Select every line of the entries below that contains the string "item", and copy those lines out. Case counts when matching.

╭─ Given records

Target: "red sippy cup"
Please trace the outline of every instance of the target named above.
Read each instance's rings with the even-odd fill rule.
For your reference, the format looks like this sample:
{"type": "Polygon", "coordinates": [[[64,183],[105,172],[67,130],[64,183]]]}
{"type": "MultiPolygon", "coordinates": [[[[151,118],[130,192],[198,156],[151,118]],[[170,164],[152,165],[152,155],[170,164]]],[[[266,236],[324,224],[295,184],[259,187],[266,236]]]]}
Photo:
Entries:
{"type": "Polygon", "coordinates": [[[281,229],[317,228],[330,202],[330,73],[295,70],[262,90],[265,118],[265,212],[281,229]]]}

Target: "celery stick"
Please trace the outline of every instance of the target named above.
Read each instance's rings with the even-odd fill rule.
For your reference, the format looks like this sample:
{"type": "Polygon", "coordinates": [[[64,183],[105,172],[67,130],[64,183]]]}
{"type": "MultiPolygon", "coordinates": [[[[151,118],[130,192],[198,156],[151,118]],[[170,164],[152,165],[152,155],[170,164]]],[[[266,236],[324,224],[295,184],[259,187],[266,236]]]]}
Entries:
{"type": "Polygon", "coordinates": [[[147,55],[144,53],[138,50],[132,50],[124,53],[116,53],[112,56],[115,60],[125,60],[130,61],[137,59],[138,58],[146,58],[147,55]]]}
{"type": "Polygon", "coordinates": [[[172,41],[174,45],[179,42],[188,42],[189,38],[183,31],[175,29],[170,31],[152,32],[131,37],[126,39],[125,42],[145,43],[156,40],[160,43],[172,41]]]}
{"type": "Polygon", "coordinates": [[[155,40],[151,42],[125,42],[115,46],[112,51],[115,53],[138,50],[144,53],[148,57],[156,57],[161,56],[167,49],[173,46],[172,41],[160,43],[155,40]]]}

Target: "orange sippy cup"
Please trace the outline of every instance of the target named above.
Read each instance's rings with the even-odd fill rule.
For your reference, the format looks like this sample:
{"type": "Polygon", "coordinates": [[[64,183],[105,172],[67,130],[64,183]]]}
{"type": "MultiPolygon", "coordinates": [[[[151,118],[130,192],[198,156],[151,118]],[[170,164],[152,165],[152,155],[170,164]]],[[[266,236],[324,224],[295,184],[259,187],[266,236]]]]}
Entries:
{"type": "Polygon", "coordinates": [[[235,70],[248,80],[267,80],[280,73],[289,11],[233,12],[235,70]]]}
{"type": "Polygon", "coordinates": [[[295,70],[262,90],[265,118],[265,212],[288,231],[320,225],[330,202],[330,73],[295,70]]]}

╰─
╭─ Given records

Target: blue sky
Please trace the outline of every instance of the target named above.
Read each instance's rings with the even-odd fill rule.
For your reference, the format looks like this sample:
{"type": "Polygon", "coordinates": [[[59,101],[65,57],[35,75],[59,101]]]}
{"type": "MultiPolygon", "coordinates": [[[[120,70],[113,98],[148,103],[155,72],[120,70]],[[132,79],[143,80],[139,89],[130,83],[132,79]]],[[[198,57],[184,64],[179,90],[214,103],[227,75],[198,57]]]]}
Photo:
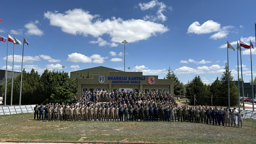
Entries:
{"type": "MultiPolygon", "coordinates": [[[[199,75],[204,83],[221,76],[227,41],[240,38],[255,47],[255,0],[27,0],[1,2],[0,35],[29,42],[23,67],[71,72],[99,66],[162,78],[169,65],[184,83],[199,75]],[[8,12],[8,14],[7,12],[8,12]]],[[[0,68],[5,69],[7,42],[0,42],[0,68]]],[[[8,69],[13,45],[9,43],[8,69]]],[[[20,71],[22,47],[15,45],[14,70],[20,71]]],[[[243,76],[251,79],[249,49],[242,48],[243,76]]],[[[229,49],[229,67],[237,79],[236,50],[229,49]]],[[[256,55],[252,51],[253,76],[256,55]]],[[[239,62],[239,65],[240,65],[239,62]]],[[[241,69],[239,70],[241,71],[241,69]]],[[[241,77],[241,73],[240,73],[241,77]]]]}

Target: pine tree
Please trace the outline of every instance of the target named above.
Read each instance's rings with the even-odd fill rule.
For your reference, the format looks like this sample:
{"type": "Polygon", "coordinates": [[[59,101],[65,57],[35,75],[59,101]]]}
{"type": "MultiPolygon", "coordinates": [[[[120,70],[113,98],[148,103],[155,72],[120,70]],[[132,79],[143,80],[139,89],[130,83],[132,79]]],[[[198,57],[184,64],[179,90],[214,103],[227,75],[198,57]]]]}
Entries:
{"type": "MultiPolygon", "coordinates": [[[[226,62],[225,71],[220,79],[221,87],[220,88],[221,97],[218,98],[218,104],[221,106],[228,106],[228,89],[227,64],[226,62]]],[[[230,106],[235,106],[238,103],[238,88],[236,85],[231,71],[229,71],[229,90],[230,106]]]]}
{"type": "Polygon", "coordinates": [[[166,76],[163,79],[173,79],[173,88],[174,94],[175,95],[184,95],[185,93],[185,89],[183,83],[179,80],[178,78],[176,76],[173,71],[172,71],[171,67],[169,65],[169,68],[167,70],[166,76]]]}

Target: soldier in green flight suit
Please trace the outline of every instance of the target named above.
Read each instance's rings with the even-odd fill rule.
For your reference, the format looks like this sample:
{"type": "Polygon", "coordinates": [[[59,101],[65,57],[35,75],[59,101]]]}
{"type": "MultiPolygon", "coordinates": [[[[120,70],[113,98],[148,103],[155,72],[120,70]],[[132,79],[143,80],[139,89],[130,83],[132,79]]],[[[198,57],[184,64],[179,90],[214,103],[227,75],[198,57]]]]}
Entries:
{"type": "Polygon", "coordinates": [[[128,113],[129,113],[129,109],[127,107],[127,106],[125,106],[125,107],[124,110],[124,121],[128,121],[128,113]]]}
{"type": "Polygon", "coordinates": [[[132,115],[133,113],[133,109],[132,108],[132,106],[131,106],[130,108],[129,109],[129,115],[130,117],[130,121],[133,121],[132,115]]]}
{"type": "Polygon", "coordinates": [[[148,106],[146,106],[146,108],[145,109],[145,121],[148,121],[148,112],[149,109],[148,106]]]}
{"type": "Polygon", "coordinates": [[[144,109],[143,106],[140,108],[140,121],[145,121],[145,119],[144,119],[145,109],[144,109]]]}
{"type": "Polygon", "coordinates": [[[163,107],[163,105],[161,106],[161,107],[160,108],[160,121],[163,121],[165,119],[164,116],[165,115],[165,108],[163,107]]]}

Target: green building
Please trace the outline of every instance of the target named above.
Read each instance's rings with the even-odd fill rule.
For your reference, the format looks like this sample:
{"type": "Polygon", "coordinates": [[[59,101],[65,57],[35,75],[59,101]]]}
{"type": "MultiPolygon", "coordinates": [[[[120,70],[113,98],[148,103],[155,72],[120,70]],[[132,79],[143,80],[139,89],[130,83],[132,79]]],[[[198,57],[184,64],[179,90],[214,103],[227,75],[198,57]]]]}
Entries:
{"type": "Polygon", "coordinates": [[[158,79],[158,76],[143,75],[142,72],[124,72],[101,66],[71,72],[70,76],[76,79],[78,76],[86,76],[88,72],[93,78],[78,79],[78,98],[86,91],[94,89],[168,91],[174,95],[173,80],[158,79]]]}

╰─
╭─ Given records

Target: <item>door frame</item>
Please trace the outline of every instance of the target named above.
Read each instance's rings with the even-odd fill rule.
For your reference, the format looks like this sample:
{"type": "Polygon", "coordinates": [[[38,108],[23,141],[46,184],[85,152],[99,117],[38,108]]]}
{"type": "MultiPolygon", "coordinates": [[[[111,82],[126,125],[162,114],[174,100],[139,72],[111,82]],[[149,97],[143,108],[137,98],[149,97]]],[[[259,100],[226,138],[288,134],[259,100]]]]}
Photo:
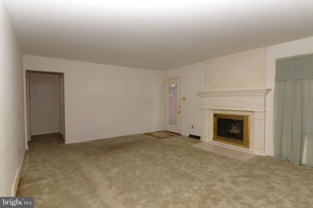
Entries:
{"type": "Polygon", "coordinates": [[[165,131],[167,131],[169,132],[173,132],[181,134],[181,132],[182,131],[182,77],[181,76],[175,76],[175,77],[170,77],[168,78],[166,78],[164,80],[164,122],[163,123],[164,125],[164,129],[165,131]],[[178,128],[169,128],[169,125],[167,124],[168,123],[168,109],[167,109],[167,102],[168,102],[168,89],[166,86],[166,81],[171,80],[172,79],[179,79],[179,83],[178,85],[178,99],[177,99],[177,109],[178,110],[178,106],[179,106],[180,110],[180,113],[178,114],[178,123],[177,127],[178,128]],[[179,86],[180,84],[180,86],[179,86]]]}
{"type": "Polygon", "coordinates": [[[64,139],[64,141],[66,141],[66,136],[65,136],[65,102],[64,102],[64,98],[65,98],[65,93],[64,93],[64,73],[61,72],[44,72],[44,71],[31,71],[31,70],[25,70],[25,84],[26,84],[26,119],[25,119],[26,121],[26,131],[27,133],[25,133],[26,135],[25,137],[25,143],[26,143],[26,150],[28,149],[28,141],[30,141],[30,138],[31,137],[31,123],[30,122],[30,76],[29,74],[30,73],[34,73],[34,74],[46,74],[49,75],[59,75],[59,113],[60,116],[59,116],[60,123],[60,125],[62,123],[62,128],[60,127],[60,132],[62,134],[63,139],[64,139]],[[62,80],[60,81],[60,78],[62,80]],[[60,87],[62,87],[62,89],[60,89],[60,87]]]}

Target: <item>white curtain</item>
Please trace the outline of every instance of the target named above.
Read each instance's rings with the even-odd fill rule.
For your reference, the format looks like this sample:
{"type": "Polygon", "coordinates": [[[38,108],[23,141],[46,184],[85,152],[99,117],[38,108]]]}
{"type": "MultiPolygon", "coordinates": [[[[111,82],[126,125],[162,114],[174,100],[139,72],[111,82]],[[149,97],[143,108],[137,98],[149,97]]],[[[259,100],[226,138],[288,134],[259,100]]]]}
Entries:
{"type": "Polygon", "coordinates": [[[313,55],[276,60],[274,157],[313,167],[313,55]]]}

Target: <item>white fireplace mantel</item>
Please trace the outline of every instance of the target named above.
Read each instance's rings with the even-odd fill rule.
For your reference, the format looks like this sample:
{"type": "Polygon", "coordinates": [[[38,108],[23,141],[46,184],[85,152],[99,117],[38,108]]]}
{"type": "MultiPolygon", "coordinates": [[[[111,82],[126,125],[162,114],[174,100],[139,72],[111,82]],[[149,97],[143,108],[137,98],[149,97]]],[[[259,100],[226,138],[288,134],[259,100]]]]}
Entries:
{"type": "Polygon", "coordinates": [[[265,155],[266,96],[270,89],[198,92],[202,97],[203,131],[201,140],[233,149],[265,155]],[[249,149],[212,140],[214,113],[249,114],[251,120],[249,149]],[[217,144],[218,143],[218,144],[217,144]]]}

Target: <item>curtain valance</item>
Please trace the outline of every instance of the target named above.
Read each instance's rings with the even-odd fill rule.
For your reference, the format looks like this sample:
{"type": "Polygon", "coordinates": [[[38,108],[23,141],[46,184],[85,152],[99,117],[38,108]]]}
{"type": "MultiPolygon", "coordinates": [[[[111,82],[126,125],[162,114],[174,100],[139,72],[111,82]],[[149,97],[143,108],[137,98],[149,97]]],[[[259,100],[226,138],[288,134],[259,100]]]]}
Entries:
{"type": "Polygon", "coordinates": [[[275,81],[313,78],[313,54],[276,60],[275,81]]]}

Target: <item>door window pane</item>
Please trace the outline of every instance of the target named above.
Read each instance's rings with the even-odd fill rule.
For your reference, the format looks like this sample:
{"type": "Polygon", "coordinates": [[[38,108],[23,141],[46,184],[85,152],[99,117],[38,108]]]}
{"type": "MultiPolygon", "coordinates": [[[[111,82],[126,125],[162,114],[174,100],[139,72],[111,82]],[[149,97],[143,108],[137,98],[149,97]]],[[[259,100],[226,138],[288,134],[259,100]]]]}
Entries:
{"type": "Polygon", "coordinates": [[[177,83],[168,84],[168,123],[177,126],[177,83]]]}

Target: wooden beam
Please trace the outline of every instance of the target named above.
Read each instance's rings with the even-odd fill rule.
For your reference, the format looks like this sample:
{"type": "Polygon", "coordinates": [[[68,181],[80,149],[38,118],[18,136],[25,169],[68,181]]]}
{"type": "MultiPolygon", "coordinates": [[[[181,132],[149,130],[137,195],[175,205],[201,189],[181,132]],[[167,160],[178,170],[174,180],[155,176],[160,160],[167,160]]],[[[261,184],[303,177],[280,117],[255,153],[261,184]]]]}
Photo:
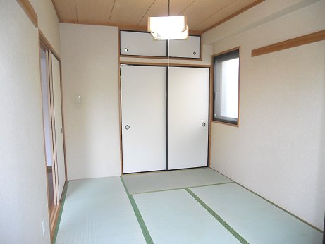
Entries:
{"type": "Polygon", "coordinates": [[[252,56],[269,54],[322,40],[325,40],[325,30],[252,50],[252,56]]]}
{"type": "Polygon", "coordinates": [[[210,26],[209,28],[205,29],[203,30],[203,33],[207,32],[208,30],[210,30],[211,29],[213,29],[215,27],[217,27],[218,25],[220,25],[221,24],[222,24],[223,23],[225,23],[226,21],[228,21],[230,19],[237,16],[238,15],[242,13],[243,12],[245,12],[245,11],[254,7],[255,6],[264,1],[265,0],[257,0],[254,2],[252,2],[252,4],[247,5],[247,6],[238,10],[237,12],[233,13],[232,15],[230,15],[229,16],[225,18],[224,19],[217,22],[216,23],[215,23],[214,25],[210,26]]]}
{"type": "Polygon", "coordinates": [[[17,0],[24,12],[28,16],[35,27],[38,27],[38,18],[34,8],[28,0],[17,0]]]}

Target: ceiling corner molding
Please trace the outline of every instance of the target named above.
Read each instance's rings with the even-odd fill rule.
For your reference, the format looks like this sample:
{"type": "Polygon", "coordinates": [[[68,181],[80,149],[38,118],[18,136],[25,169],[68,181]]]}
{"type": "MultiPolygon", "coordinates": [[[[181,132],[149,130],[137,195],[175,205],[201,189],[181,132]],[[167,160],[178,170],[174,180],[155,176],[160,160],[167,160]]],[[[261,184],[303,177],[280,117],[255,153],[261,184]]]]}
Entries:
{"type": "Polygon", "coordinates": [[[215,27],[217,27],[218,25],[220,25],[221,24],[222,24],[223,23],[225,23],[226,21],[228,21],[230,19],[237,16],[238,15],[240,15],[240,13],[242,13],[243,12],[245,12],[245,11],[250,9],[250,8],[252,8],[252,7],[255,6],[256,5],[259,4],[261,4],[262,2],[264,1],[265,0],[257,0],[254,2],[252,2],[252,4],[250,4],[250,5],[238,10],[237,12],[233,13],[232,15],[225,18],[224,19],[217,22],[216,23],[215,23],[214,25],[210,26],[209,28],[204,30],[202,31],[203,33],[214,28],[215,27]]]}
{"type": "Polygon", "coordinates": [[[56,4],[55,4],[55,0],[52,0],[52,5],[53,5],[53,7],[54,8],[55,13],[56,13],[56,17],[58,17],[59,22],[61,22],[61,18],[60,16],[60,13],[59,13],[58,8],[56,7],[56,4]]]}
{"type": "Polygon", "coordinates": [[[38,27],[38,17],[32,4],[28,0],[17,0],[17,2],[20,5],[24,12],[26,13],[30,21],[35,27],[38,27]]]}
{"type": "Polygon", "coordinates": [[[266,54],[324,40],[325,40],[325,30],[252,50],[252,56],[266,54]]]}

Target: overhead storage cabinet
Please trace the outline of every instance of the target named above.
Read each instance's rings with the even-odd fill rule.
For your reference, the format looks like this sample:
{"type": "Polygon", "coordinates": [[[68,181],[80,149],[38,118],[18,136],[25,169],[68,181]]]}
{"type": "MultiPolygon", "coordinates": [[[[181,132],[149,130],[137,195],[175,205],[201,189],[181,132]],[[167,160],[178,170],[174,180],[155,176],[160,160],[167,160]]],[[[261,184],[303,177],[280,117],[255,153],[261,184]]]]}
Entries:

╰─

**Full answer:**
Target: <item>door frame</item>
Target: <item>white curtain</item>
Target: <item>white fireplace mantel</item>
Target: <item>curtain valance</item>
Target: <item>door window pane</item>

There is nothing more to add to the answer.